> GOAL:
Your task is to write out the lines from the line containing "wall shelf shown" through the last line of the material, exactly.

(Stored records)
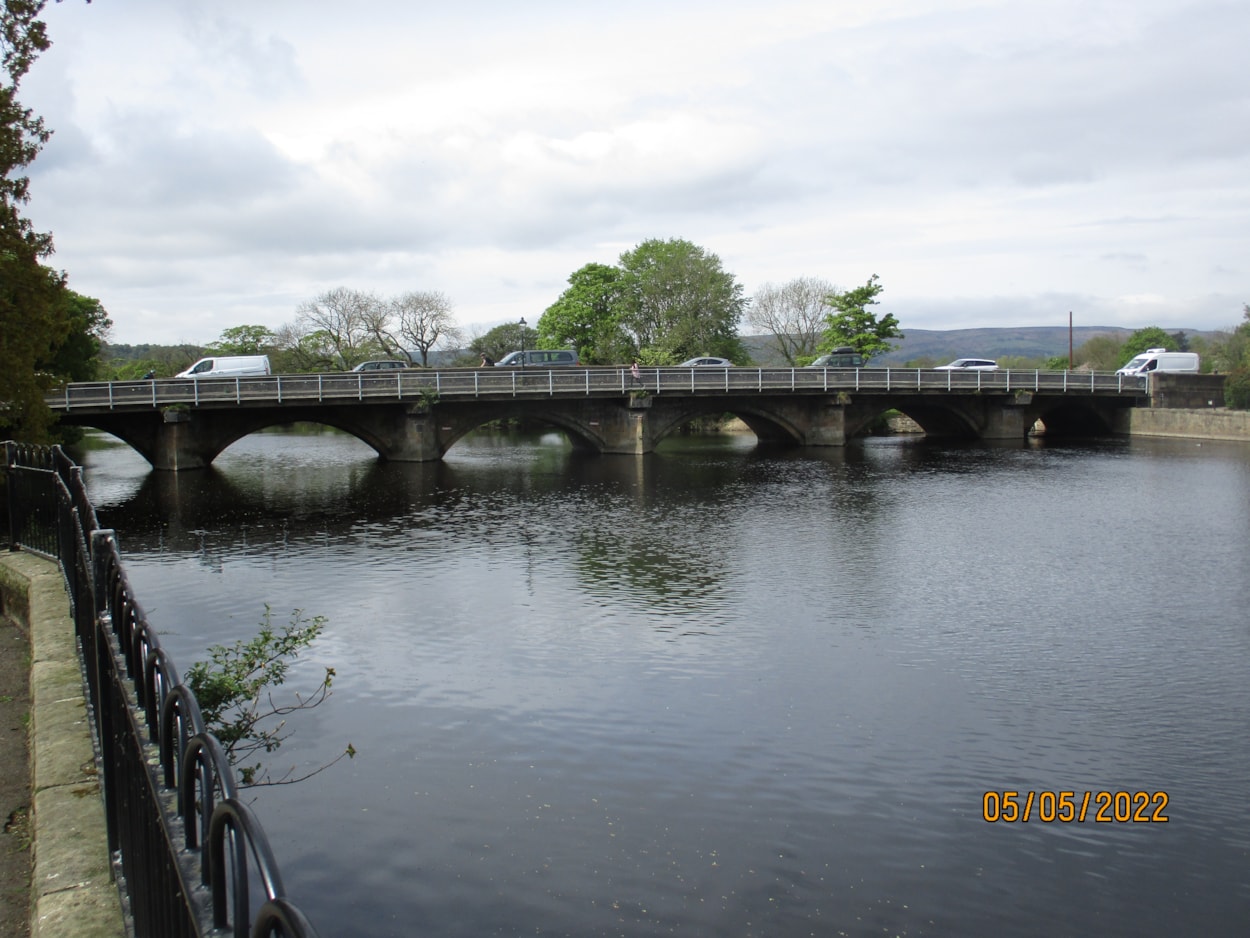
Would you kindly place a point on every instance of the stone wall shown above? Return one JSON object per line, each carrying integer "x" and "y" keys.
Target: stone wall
{"x": 1186, "y": 392}
{"x": 1206, "y": 424}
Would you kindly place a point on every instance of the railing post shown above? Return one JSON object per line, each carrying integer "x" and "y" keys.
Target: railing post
{"x": 10, "y": 460}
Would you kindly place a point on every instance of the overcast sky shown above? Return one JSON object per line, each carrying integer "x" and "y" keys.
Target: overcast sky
{"x": 994, "y": 161}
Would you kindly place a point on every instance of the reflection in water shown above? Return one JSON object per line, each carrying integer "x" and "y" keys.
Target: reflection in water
{"x": 731, "y": 690}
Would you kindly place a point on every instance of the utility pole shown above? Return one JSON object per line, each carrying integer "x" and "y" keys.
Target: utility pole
{"x": 1071, "y": 364}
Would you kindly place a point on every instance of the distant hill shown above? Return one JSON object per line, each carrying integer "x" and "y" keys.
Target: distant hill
{"x": 946, "y": 344}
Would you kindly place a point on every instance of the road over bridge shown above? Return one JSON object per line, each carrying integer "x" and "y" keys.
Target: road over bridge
{"x": 418, "y": 414}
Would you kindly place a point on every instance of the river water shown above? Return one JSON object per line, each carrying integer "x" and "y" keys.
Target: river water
{"x": 724, "y": 690}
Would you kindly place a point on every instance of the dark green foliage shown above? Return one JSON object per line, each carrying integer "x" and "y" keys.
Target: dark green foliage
{"x": 665, "y": 302}
{"x": 243, "y": 340}
{"x": 851, "y": 323}
{"x": 235, "y": 690}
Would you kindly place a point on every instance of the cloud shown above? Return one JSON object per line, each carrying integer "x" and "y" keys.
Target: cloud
{"x": 233, "y": 160}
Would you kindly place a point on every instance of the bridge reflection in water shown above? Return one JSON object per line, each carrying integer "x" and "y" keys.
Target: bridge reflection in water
{"x": 418, "y": 415}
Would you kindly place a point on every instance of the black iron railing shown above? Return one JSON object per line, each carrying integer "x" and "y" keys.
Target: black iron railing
{"x": 188, "y": 854}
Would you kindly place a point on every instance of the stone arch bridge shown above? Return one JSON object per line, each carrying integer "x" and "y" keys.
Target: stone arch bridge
{"x": 418, "y": 415}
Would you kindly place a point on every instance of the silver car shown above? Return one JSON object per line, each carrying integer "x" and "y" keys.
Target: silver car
{"x": 970, "y": 364}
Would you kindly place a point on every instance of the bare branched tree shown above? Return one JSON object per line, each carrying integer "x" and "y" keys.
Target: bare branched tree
{"x": 343, "y": 318}
{"x": 793, "y": 314}
{"x": 424, "y": 319}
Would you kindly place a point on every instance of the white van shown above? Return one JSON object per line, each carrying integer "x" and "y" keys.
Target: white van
{"x": 1161, "y": 360}
{"x": 228, "y": 367}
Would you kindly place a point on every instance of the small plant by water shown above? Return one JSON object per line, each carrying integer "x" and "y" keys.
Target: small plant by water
{"x": 235, "y": 690}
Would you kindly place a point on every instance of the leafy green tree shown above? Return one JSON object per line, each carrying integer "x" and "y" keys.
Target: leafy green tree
{"x": 793, "y": 314}
{"x": 851, "y": 323}
{"x": 678, "y": 302}
{"x": 76, "y": 358}
{"x": 34, "y": 317}
{"x": 1231, "y": 354}
{"x": 243, "y": 340}
{"x": 588, "y": 318}
{"x": 1149, "y": 338}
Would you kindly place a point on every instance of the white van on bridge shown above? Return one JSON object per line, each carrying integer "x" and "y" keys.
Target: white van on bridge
{"x": 1161, "y": 360}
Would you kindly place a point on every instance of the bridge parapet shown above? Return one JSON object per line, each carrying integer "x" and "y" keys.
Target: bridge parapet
{"x": 416, "y": 385}
{"x": 418, "y": 415}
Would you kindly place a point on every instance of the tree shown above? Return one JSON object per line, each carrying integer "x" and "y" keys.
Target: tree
{"x": 851, "y": 323}
{"x": 1231, "y": 354}
{"x": 344, "y": 325}
{"x": 34, "y": 315}
{"x": 243, "y": 340}
{"x": 424, "y": 319}
{"x": 1149, "y": 338}
{"x": 678, "y": 302}
{"x": 503, "y": 339}
{"x": 793, "y": 314}
{"x": 588, "y": 318}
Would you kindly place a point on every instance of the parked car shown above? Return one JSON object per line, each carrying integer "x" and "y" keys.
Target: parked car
{"x": 841, "y": 357}
{"x": 706, "y": 363}
{"x": 539, "y": 358}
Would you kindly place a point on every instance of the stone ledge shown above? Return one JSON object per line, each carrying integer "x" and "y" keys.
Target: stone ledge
{"x": 1206, "y": 424}
{"x": 73, "y": 891}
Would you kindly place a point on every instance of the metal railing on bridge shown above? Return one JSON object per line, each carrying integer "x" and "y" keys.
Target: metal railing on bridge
{"x": 464, "y": 383}
{"x": 188, "y": 853}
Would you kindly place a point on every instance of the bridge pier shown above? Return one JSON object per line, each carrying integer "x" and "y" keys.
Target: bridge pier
{"x": 1004, "y": 422}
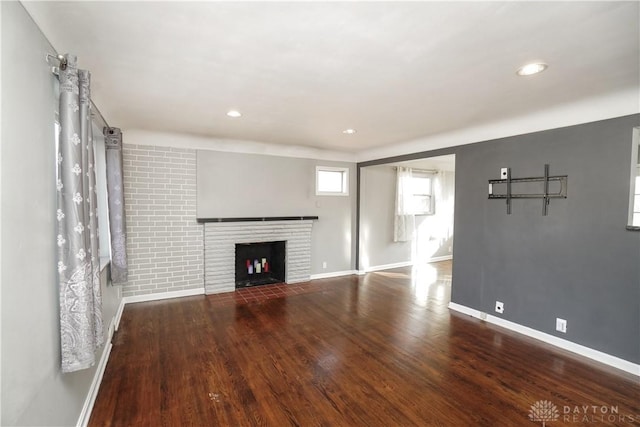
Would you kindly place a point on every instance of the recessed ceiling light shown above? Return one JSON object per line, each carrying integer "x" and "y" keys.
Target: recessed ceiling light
{"x": 533, "y": 68}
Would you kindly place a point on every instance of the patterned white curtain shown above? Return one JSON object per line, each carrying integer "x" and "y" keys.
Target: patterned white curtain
{"x": 404, "y": 222}
{"x": 81, "y": 329}
{"x": 115, "y": 191}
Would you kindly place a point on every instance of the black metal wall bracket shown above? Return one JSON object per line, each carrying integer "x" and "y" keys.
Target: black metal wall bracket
{"x": 545, "y": 195}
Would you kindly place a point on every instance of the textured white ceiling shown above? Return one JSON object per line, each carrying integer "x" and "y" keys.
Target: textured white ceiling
{"x": 301, "y": 72}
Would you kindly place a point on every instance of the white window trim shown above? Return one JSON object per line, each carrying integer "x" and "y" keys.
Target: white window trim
{"x": 345, "y": 180}
{"x": 431, "y": 175}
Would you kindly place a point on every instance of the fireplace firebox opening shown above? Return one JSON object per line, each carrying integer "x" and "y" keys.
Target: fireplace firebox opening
{"x": 260, "y": 263}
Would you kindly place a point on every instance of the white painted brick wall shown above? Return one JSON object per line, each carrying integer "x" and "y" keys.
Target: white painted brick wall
{"x": 221, "y": 237}
{"x": 164, "y": 241}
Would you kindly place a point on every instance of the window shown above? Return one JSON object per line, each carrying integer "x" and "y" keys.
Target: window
{"x": 332, "y": 181}
{"x": 101, "y": 188}
{"x": 422, "y": 200}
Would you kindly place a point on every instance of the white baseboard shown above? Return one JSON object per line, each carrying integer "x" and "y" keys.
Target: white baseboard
{"x": 590, "y": 353}
{"x": 90, "y": 400}
{"x": 403, "y": 264}
{"x": 388, "y": 266}
{"x": 164, "y": 295}
{"x": 333, "y": 274}
{"x": 440, "y": 258}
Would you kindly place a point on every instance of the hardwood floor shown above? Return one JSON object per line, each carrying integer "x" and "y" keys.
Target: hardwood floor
{"x": 374, "y": 350}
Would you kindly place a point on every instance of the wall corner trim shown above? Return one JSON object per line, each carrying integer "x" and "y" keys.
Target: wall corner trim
{"x": 118, "y": 315}
{"x": 90, "y": 400}
{"x": 333, "y": 274}
{"x": 581, "y": 350}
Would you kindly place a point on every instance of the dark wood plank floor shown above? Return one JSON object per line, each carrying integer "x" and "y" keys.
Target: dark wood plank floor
{"x": 375, "y": 350}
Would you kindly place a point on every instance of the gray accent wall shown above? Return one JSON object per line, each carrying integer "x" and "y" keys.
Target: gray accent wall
{"x": 255, "y": 185}
{"x": 34, "y": 391}
{"x": 578, "y": 263}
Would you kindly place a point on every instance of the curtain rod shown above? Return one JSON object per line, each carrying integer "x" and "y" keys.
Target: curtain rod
{"x": 62, "y": 64}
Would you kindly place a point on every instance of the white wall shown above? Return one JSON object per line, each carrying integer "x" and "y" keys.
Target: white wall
{"x": 34, "y": 391}
{"x": 255, "y": 185}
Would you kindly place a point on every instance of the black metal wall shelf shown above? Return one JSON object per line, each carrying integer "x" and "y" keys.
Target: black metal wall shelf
{"x": 544, "y": 195}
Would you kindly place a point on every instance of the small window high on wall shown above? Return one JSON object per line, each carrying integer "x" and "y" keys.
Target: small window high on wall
{"x": 422, "y": 202}
{"x": 332, "y": 181}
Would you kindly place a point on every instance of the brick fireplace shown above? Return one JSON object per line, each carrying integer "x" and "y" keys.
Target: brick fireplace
{"x": 221, "y": 235}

> CORRECT RESPONSE:
Would you kindly place a point on every instance of the black metal wall shelf shown above? Return one JSON object per line, each carrying integer "x" and "y" keys.
Target: black metal wall shelf
{"x": 544, "y": 195}
Would you kindly place a point on every instance of the small window high on wall shown above? Return one JSON object per line, each carrying integer "x" and "y" keys.
Target: small window high on wall
{"x": 422, "y": 202}
{"x": 332, "y": 181}
Would you kindly place a point on every instance of the brick fireplace shown above? Return one JSON object per line, each carrying integer "x" and "y" keys.
Target: brick fireplace
{"x": 221, "y": 235}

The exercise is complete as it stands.